• [Kutipan Halaman]
4. Sains dan Rasionalisme yang Mendewakan Akal

Islam sangat mendorong penggunaan akal dan pengembangan ilmu pengetahuan. Namun, ketika sains dan rasionalisme diposisikan sebagai satu-satunya sumber kebenaran yang menafikan wahyu (sientisme), maka ia telah menjadi tandingan. Akal manusia, dengan segala keterbatasannya, ditempatkan di atas firman Allah Yang Maha Mengetahui. Apa pun yang tidak bisa dijangkau oleh akal atau dibuktikan secara empiris dianggap tidak ada atau tidak benar, termasuk hal-hal gaib yang merupakan bagian dari rukun iman. Ini adalah bentuk kesombongan intelektual yang menjauhkan seseorang dari hakikat kebenaran.

• [Soal Latihan]
1. Jawablah pertanyaan berikut berdasarkan kutipan tentang sains dan rasionalisme.
(a) Apa yang sangat didorong oleh Islam?
(b) Istilah apa yang dipakai untuk sains dan rasionalisme yang diposisikan sebagai satu-satunya sumber kebenaran yang menafikan wahyu?
(c) Apa yang disebut sebagai bagian dari rukun iman?
2. Salin kata demi kata bagian kutipan tentang sains dan rasionalisme, mulai dari "Islam sangat mendorong" sampai dengan "dari hakikat kebenaran.".
Gunakan hanya isi kutipan di atas sebagai pedoman.

• [Data untuk Ditinjau]
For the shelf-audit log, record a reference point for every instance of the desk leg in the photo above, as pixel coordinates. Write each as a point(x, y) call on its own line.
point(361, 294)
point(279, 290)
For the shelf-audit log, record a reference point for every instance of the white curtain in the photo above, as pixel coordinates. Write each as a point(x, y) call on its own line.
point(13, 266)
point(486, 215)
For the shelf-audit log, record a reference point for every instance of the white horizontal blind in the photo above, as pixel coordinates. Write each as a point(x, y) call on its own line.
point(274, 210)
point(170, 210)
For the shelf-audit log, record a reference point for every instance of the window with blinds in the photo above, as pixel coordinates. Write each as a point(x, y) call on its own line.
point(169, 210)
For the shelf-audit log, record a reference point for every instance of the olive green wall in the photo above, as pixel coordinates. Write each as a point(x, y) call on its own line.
==
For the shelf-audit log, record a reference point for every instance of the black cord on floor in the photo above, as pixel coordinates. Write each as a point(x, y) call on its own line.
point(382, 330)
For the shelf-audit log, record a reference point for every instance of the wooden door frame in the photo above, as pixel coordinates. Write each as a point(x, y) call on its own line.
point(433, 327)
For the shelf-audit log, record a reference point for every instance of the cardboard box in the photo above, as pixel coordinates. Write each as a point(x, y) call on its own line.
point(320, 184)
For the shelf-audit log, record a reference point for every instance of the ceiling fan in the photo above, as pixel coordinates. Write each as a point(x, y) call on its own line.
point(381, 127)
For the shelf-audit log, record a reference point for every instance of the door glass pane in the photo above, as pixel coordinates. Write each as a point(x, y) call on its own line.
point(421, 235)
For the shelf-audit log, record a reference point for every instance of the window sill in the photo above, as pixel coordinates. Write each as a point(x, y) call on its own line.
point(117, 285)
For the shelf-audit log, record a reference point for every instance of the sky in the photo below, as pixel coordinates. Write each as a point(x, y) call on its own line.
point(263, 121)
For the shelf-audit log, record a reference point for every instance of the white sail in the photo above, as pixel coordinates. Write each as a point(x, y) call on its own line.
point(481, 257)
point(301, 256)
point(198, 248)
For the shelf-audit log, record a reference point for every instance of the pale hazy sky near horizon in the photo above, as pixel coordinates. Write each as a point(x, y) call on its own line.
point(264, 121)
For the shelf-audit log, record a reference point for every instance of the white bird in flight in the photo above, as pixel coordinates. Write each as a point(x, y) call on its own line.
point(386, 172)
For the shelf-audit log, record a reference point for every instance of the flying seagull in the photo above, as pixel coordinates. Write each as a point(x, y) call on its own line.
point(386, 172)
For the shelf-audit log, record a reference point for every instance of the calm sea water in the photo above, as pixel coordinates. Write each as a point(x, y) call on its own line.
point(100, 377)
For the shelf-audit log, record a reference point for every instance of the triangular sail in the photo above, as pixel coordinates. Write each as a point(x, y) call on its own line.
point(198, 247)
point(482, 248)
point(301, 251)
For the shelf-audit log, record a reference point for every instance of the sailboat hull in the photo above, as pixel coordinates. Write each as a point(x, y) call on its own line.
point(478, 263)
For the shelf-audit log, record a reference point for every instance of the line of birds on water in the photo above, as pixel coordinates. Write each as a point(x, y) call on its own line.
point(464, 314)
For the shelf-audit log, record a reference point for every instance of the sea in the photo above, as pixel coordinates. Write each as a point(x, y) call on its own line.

• [Jawaban Soal]
1.
(a) Penggunaan akal dan pengembangan ilmu pengetahuan.
(b) Sientisme.
(c) Hal-hal gaib.

2.
Islam sangat mendorong penggunaan akal dan pengembangan ilmu pengetahuan. Namun, ketika sains dan rasionalisme diposisikan sebagai satu-satunya sumber kebenaran yang menafikan wahyu (sientisme), maka ia telah menjadi tandingan. Akal manusia, dengan segala keterbatasannya, ditempatkan di atas firman Allah Yang Maha Mengetahui. Apa pun yang tidak bisa dijangkau oleh akal atau dibuktikan secara empiris dianggap tidak ada atau tidak benar, termasuk hal-hal gaib yang merupakan bagian dari rukun iman. Ini adalah bentuk kesombongan intelektual yang menjauhkan seseorang dari hakikat kebenaran.